:: INPUT DATA ::

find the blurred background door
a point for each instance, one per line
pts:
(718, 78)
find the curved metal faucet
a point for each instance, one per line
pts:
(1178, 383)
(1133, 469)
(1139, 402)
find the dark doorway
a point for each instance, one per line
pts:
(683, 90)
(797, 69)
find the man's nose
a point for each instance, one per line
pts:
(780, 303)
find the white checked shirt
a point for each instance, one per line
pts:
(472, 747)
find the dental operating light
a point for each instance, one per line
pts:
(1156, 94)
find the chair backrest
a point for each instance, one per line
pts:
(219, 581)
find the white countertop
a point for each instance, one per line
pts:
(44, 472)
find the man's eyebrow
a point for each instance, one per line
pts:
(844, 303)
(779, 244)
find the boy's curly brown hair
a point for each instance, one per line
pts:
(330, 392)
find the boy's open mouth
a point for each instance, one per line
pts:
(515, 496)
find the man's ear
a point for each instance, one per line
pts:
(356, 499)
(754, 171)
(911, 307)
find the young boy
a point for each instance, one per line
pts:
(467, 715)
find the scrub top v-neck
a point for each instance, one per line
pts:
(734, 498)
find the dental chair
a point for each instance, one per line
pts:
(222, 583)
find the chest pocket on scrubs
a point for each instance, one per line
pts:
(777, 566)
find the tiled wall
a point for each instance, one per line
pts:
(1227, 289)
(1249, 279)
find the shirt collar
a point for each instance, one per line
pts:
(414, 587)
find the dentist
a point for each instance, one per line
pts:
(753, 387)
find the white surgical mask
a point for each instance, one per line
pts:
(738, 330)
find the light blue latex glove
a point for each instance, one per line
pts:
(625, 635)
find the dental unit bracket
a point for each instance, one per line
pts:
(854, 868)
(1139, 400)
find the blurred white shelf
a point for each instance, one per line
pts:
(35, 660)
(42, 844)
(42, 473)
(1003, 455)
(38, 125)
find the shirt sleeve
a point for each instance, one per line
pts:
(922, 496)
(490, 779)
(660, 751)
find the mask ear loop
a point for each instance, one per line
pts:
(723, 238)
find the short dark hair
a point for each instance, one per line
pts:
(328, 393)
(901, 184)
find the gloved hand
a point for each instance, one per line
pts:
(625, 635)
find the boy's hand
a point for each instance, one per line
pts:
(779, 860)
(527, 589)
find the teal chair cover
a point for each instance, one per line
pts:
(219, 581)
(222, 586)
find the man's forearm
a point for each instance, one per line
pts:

:::

### THE TASK
Output every line of the records above as a Markdown table with the columns Row and Text, numbering each row and skipping blank lines.

### ANSWER TO THE TASK
| Row | Text |
|---|---|
| 1 | find the blurred background door |
| 2 | a point for each instance, one per line |
| 3 | pts: |
| 4 | (718, 78) |
| 5 | find the curved metal faucet |
| 6 | a point for each instance, one per line |
| 7 | pts: |
| 8 | (1178, 383) |
| 9 | (1133, 469) |
| 10 | (1139, 402) |
| 11 | find the dark doorway |
| 12 | a point for each instance, one per line |
| 13 | pts: |
| 14 | (683, 90) |
| 15 | (797, 69) |
| 16 | find the man's nose |
| 17 | a point for each instance, one per line |
| 18 | pts: |
| 19 | (780, 303) |
| 20 | find the white checked shirt |
| 21 | a point for each instance, one per line |
| 22 | pts: |
| 23 | (472, 747) |
| 24 | find the dental operating light |
| 25 | a point for each instance, one per line |
| 26 | pts: |
| 27 | (1156, 94) |
| 28 | find the chair backrest |
| 29 | a point for each instance, one per line |
| 30 | pts: |
| 31 | (219, 581) |
| 32 | find the white countertop |
| 33 | a point for each instance, one per line |
| 34 | pts: |
| 35 | (44, 472) |
| 36 | find the man's eyebrow |
| 37 | a point for each instance, one per line |
| 38 | pts: |
| 39 | (844, 303) |
| 40 | (779, 244) |
| 41 | find the boy's curly brown hair |
| 42 | a point for each instance, one per line |
| 43 | pts: |
| 44 | (330, 392) |
| 45 | find the boy's open mouth |
| 46 | a point for each instance, one per line |
| 47 | pts: |
| 48 | (515, 496) |
| 49 | find the man's ear |
| 50 | a point for each instance, one per line |
| 51 | pts: |
| 52 | (356, 499) |
| 53 | (754, 171) |
| 54 | (911, 307) |
| 55 | find the young boy |
| 56 | a point for each instance, one per line |
| 57 | pts: |
| 58 | (467, 715) |
| 59 | find the scrub top v-neck |
| 60 | a point for each instance, one per line |
| 61 | pts: |
| 62 | (734, 498) |
| 63 | find the dental chair |
| 64 | a point for each instance, one per line |
| 65 | pts: |
| 66 | (222, 583) |
| 67 | find the chest pocket on scrubs |
| 68 | a point for each instance, one per line |
| 69 | pts: |
| 70 | (777, 566) |
| 71 | find the tiled wall |
| 72 | a point for each instance, one per line |
| 73 | pts: |
| 74 | (1227, 289) |
| 75 | (1249, 279) |
| 76 | find the shirt collar |
| 77 | a point for each instance, one per line |
| 78 | pts: |
| 79 | (414, 587) |
| 80 | find the dentist |
| 81 | a point for each instance, one per line |
| 82 | pts: |
| 83 | (753, 387) |
| 84 | find the white surgical mask |
| 85 | a point for each instance, one per line |
| 86 | pts: |
| 87 | (738, 330) |
| 88 | find the light blue latex glove |
| 89 | a point for each instance, one per line |
| 90 | pts: |
| 91 | (625, 635) |
| 92 | find the dental unit bracket |
| 93 | a point for each instance, one per line |
| 94 | pts: |
| 95 | (854, 868) |
| 96 | (1139, 400) |
| 97 | find the blurred white shelf |
| 98 | a point for each instance, one per line |
| 99 | pts: |
| 100 | (35, 660) |
| 101 | (42, 844) |
| 102 | (42, 473) |
| 103 | (1003, 455) |
| 104 | (38, 125) |
| 105 | find the shirt sleeve |
| 106 | a point for each instance, one per line |
| 107 | pts: |
| 108 | (922, 496) |
| 109 | (490, 779) |
| 110 | (660, 751) |
| 111 | find the mask ear loop |
| 112 | a point for each instance, one per line |
| 113 | pts: |
| 114 | (723, 238) |
| 115 | find the short dark hair |
| 116 | a point for each instance, one per line |
| 117 | pts: |
| 118 | (328, 393) |
| 119 | (901, 184) |
| 120 | find the gloved hand |
| 121 | a point for each instance, one per line |
| 122 | pts: |
| 123 | (625, 635) |
| 124 | find the boy's hand |
| 125 | a point for each instance, one per line |
| 126 | pts: |
| 127 | (779, 860) |
| 128 | (527, 589) |
| 129 | find the teal chair cover |
| 130 | a point for each instance, one per line |
| 131 | pts: |
| 132 | (219, 581) |
| 133 | (222, 586) |
| 134 | find the man's forearm |
| 135 | a point for each instance, one per line |
| 136 | pts: |